# Your instructions:
Within the entries below, every line containing "ceiling" is to be copied.

[Data extracted from a collection]
□ □ □ □ □ □ □

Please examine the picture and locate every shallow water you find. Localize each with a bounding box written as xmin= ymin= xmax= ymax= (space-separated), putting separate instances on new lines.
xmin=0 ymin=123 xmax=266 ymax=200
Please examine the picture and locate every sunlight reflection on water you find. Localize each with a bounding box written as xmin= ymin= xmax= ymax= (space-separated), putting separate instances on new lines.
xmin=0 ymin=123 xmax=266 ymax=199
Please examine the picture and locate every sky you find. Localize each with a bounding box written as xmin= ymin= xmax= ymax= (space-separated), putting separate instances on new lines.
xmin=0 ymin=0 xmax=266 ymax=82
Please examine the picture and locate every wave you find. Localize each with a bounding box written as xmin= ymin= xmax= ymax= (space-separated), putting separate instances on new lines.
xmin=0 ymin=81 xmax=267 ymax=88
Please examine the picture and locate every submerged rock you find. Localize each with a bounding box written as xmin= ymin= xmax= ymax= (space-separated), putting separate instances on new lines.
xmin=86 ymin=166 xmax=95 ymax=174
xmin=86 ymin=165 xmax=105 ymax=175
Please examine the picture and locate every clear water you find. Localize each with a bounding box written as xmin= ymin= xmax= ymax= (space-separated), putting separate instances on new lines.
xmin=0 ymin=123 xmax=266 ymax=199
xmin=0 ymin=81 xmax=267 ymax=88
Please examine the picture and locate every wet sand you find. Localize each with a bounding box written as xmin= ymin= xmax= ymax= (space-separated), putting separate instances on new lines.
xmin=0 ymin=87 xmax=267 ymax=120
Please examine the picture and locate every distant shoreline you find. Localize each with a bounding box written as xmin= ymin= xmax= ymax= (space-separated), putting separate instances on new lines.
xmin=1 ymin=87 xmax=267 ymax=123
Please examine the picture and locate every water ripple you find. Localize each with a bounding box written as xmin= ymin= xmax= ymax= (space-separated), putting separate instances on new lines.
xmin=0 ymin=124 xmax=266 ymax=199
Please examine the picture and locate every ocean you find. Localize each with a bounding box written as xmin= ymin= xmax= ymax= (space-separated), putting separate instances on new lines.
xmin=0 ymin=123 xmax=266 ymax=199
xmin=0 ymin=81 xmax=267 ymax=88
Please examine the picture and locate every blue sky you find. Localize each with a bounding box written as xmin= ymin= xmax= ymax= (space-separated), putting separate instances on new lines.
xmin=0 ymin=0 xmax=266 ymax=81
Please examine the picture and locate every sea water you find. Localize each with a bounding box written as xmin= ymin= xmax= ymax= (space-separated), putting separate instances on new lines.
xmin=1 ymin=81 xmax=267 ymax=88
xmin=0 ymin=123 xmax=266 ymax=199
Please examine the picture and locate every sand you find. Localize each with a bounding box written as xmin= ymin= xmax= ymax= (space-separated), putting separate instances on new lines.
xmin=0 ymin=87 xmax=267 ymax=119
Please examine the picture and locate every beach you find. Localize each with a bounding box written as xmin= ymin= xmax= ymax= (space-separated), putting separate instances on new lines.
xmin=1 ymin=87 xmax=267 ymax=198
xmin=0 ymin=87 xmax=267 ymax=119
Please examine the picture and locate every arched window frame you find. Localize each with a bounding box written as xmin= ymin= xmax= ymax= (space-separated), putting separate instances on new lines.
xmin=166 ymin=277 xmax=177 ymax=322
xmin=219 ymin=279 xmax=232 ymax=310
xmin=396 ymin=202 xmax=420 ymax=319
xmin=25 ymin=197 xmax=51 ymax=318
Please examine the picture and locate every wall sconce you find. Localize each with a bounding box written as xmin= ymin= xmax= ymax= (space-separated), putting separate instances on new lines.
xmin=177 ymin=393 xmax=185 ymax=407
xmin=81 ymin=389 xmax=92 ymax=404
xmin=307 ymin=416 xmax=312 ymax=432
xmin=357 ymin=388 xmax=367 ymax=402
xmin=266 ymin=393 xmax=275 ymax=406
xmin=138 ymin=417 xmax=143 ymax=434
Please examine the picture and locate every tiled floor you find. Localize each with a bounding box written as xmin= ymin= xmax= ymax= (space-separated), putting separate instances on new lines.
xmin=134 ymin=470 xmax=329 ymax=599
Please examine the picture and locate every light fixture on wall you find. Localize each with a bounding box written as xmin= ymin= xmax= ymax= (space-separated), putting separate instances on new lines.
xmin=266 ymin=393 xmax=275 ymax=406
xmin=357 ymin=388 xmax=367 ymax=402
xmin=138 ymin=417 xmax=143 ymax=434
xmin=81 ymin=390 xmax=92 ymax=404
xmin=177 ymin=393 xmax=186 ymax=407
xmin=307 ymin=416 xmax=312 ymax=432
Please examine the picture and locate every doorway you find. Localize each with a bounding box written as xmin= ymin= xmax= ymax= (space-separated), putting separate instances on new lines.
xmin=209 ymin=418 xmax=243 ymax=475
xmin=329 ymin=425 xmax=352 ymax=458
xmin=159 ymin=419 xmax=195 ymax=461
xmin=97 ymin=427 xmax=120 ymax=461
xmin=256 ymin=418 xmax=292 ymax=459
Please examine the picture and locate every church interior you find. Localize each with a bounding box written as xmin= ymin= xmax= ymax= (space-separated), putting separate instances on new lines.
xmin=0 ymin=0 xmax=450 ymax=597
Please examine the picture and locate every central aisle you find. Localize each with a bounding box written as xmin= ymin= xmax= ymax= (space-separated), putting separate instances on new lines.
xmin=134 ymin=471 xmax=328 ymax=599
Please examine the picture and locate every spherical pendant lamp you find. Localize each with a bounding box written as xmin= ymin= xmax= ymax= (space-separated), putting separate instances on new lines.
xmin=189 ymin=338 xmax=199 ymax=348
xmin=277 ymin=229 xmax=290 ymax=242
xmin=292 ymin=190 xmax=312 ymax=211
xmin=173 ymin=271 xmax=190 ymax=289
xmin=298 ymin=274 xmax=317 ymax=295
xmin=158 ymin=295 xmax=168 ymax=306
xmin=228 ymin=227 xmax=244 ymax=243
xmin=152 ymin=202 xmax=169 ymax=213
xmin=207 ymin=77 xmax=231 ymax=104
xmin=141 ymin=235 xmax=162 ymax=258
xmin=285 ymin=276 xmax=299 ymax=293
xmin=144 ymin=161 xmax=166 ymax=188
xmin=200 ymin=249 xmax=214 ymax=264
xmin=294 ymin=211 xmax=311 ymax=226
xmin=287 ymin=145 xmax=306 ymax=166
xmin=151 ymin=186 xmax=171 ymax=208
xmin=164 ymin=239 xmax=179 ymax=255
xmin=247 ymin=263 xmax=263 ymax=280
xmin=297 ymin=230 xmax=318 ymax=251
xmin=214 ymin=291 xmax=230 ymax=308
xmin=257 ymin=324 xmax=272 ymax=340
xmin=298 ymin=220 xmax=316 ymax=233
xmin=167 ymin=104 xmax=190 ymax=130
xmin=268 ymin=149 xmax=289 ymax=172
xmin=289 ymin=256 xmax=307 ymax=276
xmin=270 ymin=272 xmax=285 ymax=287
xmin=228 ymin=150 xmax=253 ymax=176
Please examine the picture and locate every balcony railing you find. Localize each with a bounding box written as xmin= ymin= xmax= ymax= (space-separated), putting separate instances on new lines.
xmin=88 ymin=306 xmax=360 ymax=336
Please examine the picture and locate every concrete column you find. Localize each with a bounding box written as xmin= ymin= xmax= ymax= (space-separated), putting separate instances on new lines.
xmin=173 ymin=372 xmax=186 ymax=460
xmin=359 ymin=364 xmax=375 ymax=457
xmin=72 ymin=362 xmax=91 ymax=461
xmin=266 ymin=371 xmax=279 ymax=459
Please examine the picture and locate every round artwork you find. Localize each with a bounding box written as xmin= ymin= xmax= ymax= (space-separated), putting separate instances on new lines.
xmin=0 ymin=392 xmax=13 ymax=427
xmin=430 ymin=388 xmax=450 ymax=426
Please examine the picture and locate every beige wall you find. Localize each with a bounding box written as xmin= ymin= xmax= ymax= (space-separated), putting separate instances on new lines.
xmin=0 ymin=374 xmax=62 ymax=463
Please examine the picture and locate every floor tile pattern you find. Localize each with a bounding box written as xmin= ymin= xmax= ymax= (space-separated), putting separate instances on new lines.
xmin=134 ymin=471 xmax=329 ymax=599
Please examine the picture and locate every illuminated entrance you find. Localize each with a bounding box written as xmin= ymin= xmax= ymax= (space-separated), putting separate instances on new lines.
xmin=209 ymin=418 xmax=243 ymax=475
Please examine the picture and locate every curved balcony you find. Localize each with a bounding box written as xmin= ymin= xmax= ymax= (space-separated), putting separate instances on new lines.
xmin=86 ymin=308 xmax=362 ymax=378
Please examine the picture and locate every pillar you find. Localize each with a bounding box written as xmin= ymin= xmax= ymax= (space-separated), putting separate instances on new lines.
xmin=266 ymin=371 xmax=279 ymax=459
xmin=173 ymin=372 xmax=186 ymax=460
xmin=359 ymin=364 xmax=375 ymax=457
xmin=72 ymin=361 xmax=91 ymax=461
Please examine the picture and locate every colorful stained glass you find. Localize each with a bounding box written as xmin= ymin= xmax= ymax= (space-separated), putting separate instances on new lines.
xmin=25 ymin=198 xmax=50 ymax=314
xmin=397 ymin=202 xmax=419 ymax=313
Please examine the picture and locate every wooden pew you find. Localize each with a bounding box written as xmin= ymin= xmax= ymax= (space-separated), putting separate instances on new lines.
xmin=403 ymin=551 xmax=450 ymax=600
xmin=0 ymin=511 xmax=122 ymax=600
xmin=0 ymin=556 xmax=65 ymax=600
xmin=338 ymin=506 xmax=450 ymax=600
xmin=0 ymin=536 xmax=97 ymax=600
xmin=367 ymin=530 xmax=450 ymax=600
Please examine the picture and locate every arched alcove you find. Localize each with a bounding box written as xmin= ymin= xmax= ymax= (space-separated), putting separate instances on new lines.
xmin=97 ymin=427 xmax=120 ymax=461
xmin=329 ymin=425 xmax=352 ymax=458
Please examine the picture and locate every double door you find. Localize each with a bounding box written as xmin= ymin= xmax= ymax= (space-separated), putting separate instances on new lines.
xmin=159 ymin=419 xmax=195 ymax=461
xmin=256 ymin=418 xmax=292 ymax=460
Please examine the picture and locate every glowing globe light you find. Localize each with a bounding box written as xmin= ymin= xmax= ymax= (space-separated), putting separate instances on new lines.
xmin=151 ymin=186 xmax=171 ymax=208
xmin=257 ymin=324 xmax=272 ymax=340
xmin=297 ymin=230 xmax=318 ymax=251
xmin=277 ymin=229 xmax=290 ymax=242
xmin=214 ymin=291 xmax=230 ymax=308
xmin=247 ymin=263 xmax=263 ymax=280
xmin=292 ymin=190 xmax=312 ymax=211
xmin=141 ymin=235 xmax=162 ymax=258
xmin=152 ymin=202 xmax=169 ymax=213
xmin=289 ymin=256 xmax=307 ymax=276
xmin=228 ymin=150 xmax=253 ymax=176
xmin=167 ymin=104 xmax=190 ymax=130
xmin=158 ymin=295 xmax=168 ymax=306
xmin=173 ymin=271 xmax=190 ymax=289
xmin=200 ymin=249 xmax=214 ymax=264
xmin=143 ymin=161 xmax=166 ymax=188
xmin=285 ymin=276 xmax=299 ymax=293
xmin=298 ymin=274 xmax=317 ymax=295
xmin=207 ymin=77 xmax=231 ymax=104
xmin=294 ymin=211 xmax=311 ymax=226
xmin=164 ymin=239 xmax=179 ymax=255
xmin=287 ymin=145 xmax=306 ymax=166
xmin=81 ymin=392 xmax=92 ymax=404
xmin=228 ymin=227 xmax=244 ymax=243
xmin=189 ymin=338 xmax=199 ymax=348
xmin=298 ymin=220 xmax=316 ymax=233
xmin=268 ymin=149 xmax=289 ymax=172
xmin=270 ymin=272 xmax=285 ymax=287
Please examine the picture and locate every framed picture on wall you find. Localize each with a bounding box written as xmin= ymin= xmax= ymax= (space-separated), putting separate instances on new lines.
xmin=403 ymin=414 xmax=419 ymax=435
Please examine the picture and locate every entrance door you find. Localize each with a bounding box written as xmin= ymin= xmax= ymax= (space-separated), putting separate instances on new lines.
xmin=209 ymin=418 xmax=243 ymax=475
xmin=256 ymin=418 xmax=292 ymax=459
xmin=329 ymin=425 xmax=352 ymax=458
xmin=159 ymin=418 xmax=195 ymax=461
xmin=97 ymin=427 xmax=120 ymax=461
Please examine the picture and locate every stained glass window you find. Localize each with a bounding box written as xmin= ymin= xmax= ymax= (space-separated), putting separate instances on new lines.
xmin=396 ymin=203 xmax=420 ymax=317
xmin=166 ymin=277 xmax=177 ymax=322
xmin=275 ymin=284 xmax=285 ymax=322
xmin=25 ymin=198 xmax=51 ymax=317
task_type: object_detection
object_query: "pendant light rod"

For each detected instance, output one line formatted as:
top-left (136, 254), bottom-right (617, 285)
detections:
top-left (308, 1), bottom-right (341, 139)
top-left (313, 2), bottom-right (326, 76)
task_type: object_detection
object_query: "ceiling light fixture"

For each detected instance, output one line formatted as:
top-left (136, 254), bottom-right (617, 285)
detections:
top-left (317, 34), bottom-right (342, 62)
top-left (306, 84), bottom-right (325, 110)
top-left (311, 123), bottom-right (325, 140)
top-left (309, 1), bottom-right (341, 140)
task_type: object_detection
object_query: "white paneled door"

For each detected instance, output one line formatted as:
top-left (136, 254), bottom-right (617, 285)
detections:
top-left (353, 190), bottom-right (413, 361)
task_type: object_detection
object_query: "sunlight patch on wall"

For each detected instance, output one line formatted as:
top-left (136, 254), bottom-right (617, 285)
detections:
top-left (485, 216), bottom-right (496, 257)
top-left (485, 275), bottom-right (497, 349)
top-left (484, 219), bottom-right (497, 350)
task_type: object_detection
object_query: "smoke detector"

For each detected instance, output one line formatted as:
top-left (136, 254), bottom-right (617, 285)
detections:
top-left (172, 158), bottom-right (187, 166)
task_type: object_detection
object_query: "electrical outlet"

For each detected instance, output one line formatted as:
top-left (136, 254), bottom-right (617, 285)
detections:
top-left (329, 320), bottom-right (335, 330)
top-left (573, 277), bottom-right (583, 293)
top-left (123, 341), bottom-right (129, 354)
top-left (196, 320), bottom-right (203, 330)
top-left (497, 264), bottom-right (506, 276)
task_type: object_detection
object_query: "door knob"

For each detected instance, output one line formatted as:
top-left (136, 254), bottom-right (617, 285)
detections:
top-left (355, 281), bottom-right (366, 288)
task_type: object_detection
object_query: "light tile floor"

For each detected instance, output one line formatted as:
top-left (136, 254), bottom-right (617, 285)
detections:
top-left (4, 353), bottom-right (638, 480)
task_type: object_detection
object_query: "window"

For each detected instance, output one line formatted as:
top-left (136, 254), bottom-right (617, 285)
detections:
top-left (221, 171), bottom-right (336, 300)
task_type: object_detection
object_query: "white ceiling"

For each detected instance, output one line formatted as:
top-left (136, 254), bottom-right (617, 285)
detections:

□ □ □ □ □ □ □

# Result:
object_query: "ceiling light fixture"
object_query: "white ceiling"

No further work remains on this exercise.